---------- TEXT TO READ
Harley is careening from club to club, hookup to hookup, in a blurry quest for meaning.
Róise is about to turn thirty and her crush on her boss the only reason she still turns up.
Time is moving on and adulthood beckons, but can the girls manage the transitions their lives need?
And will they ever get over the loss of their friend?
The Language of Remembering by Patrick Holloway
Epoque Press, £10.99

Patrick Holloway published his debut novel The Language of Remembering in March.
An award-winning fiction, poetry and short story writer, Holloway is also an editor of the literary journal, The Four Faced Liar.
His novel is centred on Oisín who is returning from Brazil with his wife and daughter.
He is looking to rebuild a life in Ireland and reconnect with his mother, Brigid, who has early onset Alzheimer’s.
As her condition deteriorates, she starts to speak Irish, the language of her youth, and reflect on her childhood dreams and aspirations.
Mother and son embark on a journey of personal discovery, and as past traumas are exposed, they begin to understand what has shaped them and who they really are.
--------------------
### [WHAT NEEDS TO BE DONE]
Answer these questions from the book listings:
1. What age is Róise about to turn?
2. Which literary journal does Patrick Holloway edit?
3. Which country is Oisín returning from?
The records that come next have no connection to the book listings.
---------- ENTRIES
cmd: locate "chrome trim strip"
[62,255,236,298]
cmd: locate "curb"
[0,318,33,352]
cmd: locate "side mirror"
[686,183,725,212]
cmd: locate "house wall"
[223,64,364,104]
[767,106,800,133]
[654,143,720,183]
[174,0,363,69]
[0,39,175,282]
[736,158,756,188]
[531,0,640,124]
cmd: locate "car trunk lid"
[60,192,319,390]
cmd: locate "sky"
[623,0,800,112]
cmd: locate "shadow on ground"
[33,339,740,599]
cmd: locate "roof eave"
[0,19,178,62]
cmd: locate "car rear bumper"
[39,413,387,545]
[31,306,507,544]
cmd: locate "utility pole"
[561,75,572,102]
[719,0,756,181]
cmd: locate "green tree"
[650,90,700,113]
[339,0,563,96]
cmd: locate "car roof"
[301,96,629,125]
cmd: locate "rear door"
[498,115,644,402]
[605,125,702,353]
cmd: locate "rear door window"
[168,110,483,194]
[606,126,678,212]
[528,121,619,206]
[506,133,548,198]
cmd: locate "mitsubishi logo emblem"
--------------------
---------- ENTRIES
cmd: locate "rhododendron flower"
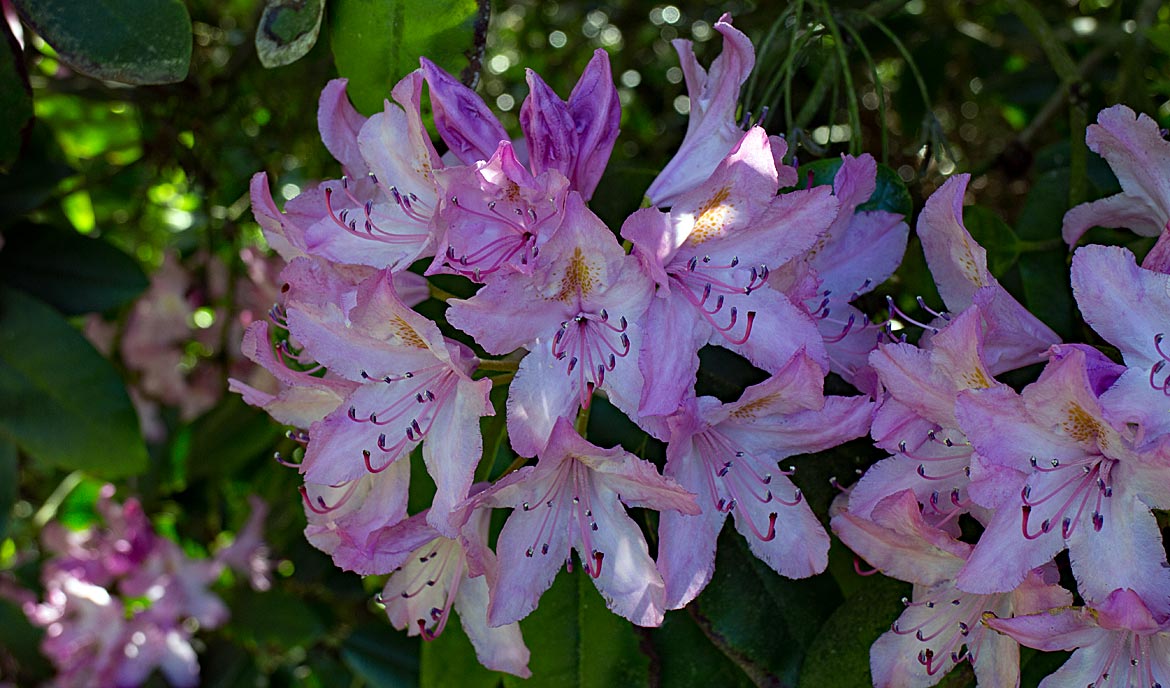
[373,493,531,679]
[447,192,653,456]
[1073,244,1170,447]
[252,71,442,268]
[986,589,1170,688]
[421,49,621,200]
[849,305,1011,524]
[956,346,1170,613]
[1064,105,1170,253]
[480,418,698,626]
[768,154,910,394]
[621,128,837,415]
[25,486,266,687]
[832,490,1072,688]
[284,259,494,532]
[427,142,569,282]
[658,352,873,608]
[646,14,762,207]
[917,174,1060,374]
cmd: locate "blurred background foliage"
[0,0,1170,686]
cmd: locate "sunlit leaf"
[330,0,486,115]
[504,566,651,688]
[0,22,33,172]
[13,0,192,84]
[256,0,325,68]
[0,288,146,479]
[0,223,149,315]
--------------------
### [COMPLETE OUTPUT]
1. Thirty
2. The Four Faced Liar
3. Brazil